# Diff Dataset
Recall that in `../01-vanilla_NN/01-vanilla_NN.ipynb` we have devised a dataset in which all sequences are of length
`10`, making the dataset easier to split into Train/Val/Test sets. The same dataset can be run with sequential
models, of course and that's exactly what I plan to write in this notebook.

In [1]:
import tensorflow as tf
import tensorflow.keras as keras
import numpy as np
from functools import reduce
from itertools import combinations, permutations
from math import factorial

The following `X` will be our dataset (including training/validation/test sets).

In [2]:
n_classes = 10
max_length = 10
n_instances = sum([reduce(lambda x, y: x*y, range(n_classes,n_classes-length,-1)) for length in range(2, max_length+1)])
n_instances

9864090

In [3]:
X = np.zeros((n_instances, max_length, n_classes), dtype=np.float32)

I have said in `README.md` that CNN is of little use here because we are not dealing with images. However, the shape of `X` does look like a single-channel image. Still, using CNN to extract local features makes little sense, so we will probably stick to our plan -- Maybe the first layer of our vanilla NN would be a `keras.layers.Flatten` and followed by a few fully connected layers.

In [4]:
def one_hot(array, depth=n_classes):
    """
    array is an ndarray of shape (None,)
    """
    return np.eye(depth)[array, :]

In [6]:
# labels
Y = np.empty((n_instances, max_length), dtype=np.float32)  

In [7]:
%%time
#X[...] = 0
S = set(range(0, 9+1))
index_instance = 0
for length in range(2, max_length+1):    
    n_permutations = factorial(length)
    #n_combinations = n_instances // n_permutations
    #for i, c in enumerate(combinations(S, length)):
    for c in combinations(S, length):
        #for j, p in enumerate(permutations(c)):
        for p in permutations(c):
            #print(f"(index_instance/n_instances = {index_instance}/{n_instances})", end="\r")
            #print(f"np.array(p) = {np.array(p)}")
            X[index_instance, :length, :] = one_hot(np.array(p))#[..., np.newaxis]
            Y[index_instance, :] = np.concatenate((np.argsort(p), np.arange(length, max_length)))

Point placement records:
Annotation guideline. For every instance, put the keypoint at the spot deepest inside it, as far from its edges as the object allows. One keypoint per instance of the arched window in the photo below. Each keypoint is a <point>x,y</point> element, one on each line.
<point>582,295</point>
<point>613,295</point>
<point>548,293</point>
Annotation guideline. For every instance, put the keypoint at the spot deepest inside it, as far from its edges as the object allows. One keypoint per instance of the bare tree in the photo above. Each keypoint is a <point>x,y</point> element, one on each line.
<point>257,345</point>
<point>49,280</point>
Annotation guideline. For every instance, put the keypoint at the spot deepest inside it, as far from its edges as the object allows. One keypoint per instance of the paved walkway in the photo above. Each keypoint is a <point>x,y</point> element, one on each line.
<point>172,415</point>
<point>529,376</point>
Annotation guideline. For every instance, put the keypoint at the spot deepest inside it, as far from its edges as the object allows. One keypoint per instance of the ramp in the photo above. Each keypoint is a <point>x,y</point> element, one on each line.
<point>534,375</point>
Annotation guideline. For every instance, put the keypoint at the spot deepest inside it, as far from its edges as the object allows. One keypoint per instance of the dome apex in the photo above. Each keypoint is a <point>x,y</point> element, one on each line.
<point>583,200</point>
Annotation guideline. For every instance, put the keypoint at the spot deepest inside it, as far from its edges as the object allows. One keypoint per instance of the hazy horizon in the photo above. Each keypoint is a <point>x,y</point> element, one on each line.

Direction: Write the next part of the Diff Dataset notebook, picking up after its final line of code.

Result:
            #print(f"""
            #(index_instance/n_instances = {index_instance}/{n_instances})
            #x = {one_hot(np.array(p))}
            #y = {np.concatenate((np.argsort(p), np.arange(length, max_length)))}
            #""", end="\r")
            index_instance += 1

CPU times: user 6min 23s, sys: 2.94 s, total: 6min 26s
Wall time: 6min 27s


### Train/Validation/Test Split

In [67]:
from sklearn.model_selection import train_test_split

In [52]:
X_train_val, X_test, Y_train_val, Y_test = train_test_split(X, Y, test_size=0.2)
X_train_val.shape, X_test.shape

((7891272, 10, 10), (1972818, 10, 10))

## Model

In [50]:
np.product(X.shape[1:])

100

In [65]:
model.summary()

Model: "sequential_1"
_________________________________________________________________
Layer (type)                 Output Shape              Param #   
flatten_1 (Flatten)          (None, 100)               0         
_________________________________________________________________
dense_2 (Dense)              (None, 200)               20200     
_________________________________________________________________
dense_3 (Dense)              (None, 100)               20100     
_________________________________________________________________
reshape_1 (Reshape)          (None, 10, 10)            0         
_________________________________________________________________
softmax_1 (Softmax)          (None, 10, 10)            0         
Total params: 40,300
Trainable params: 40,300
Non-trainable params: 0
_________________________________________________________________


In [66]:
# add some callbacks before beginning training.
checkpoint_cb = keras.callbacks.ModelCheckpoint("vanilla_NN_model.h5")

model.fit(X_train_val,
         Y_train_val,
         #steps_per_epoch=60_000,
         epochs=2,
         validation_split=0.2,
         verbose=True,
         callbacks=[checkpoint_cb],
)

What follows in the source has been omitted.